# Personality Cafe's Art



## roxtehproxy

A mutagenic Rudolph.


----------



## Femme

Smokey said:


> A mutagenic Rudolph.


*bangs head against desk*


----------



## roxtehproxy

*Uses the horrific reindeer's antlers to support your head*


----------



## addle1618

several arms...


----------



## Eylrid

*Bump* (oh wait this is stickied...)


----------



## 480

There was disgruntlement at how I was handling the artists and submissions. If someone wants to improve upon my process and revitalize this, feel free. Do what you like.


----------



## Femme

Grim... can I stop the list here, or should I wait for your cue?


----------



## 480

You could have cut the list off at any time. I only reserved the right to do so if they came piling in, and the artist was not around to say "stop".


----------



## Femme

I'm cutting the list off here, then. I'll try to post the image some time in the next week or so.


----------



## 480

Femme said:


> I'm cutting the list off here, then. I'll try to post the image some time in the next week or so.

###

_Set of tasks_:
#1 Transcribe the forum thread word for word, everything from "There was disgruntlement" down to "what you like.".
#2 In the forum thread, what did 480 say people were disgruntled about?
#3 Condense the forum thread paragraph beginning "There was disgruntlement at how" into one shorter sentence that keeps its main facts.
These rows have no connection to the forum thread.

(Labeled shape records)
###

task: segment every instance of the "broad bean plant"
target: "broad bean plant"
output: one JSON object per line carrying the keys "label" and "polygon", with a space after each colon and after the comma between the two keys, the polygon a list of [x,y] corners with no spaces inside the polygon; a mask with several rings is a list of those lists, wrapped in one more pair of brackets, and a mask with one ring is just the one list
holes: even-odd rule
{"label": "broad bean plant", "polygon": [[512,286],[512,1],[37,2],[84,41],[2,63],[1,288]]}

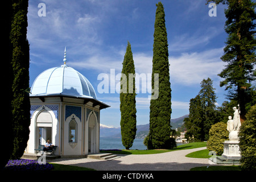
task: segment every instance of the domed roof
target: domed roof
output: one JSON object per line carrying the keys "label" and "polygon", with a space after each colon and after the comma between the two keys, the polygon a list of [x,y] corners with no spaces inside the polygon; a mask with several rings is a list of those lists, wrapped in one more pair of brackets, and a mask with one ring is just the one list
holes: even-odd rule
{"label": "domed roof", "polygon": [[46,70],[35,80],[31,96],[66,95],[96,99],[90,82],[82,74],[64,64]]}

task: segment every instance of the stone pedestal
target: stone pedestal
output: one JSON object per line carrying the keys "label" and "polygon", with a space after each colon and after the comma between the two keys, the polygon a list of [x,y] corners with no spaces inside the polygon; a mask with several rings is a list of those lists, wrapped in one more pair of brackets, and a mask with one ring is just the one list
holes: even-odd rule
{"label": "stone pedestal", "polygon": [[240,159],[241,154],[238,140],[225,140],[222,157],[227,159]]}

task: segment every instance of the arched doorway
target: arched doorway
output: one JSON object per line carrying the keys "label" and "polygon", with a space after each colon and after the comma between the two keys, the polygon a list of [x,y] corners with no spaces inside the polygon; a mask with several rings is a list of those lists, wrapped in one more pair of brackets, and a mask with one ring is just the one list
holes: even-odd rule
{"label": "arched doorway", "polygon": [[47,110],[40,111],[36,119],[36,135],[35,148],[39,145],[45,144],[47,140],[52,141],[52,118]]}
{"label": "arched doorway", "polygon": [[88,151],[89,153],[96,152],[96,119],[93,114],[89,119]]}

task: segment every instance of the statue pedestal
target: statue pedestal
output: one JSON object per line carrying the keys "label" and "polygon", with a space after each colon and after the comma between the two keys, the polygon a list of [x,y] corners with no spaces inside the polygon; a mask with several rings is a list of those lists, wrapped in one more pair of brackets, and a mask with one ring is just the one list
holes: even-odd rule
{"label": "statue pedestal", "polygon": [[221,156],[210,158],[209,163],[210,164],[240,164],[241,156],[239,150],[239,141],[226,140],[224,144],[224,153]]}
{"label": "statue pedestal", "polygon": [[225,140],[222,157],[227,159],[240,159],[241,154],[238,140]]}

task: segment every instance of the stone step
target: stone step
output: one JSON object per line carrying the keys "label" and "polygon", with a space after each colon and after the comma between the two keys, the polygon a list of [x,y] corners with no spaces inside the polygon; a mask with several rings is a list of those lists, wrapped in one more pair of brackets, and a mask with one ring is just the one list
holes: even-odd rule
{"label": "stone step", "polygon": [[101,159],[110,160],[115,159],[117,159],[119,158],[120,158],[120,156],[118,156],[114,154],[114,155],[109,155],[109,156],[107,156],[105,157],[101,158]]}
{"label": "stone step", "polygon": [[[31,159],[31,160],[38,160],[42,156],[40,154],[24,154],[21,157],[21,159]],[[60,155],[46,155],[46,160],[52,160],[55,159],[60,158]]]}
{"label": "stone step", "polygon": [[118,158],[119,157],[117,156],[117,155],[113,154],[112,153],[99,153],[87,155],[87,158],[98,160],[113,160]]}

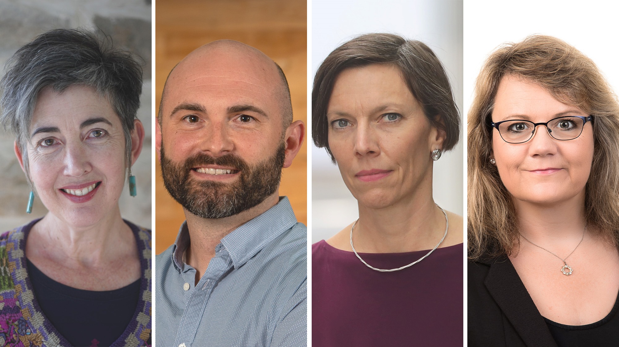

###

_Answers to the exercises_:
#1
There was disgruntlement at how I was handling the artists and submissions. If someone wants to improve upon my process and revitalize this, feel free. Do what you like.

#2 How 480 was handling the artists and submissions.

#3 After complaints about how 480 handled artists and submissions, 480 invites anyone to improve the process and revitalize it as they like.